_PROVIDED TEXT_

▽

EZULWINI – Eswatini has launched a US$40 million (about E740 million) cassava commercialisation project aimed at bringing smallholder farmers into export-oriented value chains, as the country intensifies efforts to diversify beyond sugar and build a more resilient agricultural economy.

The initiative, led by the Eswatini Cassava Agri-industrial Centre in partnership with TRIOMF Eswatini, was presented to farmers and stakeholders on Tuesday, 7 April 2026, as a strategic intervention to position cassava as a high-potential crop for food security, agro-processing and export growth.

The project comes at a time when the global cassava market exceeds 330 million tonnes annually, with Africa producing more than 60 percent of total output but capturing only a limited share of high-value export markets. That gap, largely driven by weak processing capacity and fragmented value chains, is what the Eswatini initiative aims to close.

Co-founder Isaac Knafo said the project is built around an agro-industrial hub model designed to connect farmers not only to production, but also to processing infrastructure and international buyers. He said cassava presents a faster, more climate-resilient return profile than many traditional crops.

“We are building a system where farmers do not just produce, but participate in processing and market access,” said Knafo, adding that the project already has a functioning starch and flour processing facility in Siphofaneni.

The first phase of the project will cover 800 hectares over two years, with plans for nationwide expansion as more chiefdoms are incorporated. Participating farmers are expected to receive inputs, technical support and access to financing, with aggregation playing a central role in meeting export-scale demand.

△

_WRITTEN TASK 1_
According to the cassava article, how large is the project's first phase, and how long will it run?
_WRITTEN TASK 2_
List everything the cassava article says participating farmers are expected to receive.

_DATA SECTION_
▽

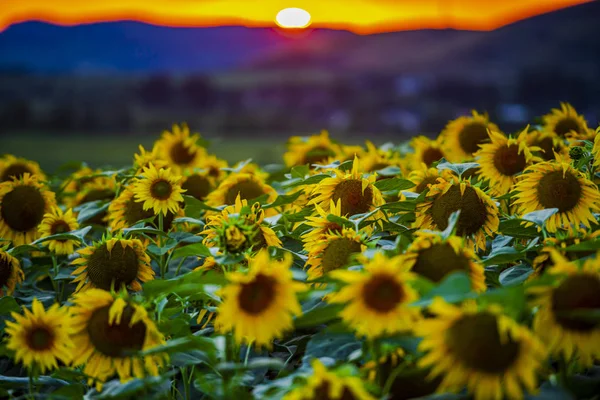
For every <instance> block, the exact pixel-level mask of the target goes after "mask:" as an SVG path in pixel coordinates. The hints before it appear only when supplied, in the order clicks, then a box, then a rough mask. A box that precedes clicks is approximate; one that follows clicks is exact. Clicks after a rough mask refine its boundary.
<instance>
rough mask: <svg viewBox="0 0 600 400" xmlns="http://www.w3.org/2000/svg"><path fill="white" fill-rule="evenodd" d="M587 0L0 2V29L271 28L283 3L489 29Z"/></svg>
mask: <svg viewBox="0 0 600 400" xmlns="http://www.w3.org/2000/svg"><path fill="white" fill-rule="evenodd" d="M589 1H590V0H296V1H291V0H256V1H249V0H102V1H82V0H52V1H48V0H0V6H1V7H0V8H2V13H1V14H0V30H1V29H4V28H6V27H7V26H10V25H11V24H15V23H19V22H25V21H31V20H39V21H44V22H51V23H56V24H62V25H75V24H82V23H93V22H106V21H118V20H134V21H140V22H146V23H151V24H156V25H164V26H193V27H204V26H223V25H240V26H247V27H271V26H274V25H275V16H276V15H277V13H278V12H279V11H281V10H282V9H284V8H287V7H298V8H302V9H304V10H306V11H307V12H308V13H310V15H311V18H312V26H313V27H315V28H332V29H347V30H352V31H354V32H356V33H362V34H368V33H376V32H382V31H396V30H406V29H418V28H457V29H473V30H490V29H494V28H497V27H499V26H502V25H505V24H507V23H510V22H514V21H517V20H520V19H523V18H527V17H530V16H533V15H536V14H541V13H545V12H549V11H553V10H556V9H560V8H563V7H567V6H571V5H575V4H581V3H586V2H589Z"/></svg>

△

_EXPECTED ANSWER 1_
800 hectares over two years.

_EXPECTED ANSWER 2_
Inputs, technical support, and access to financing.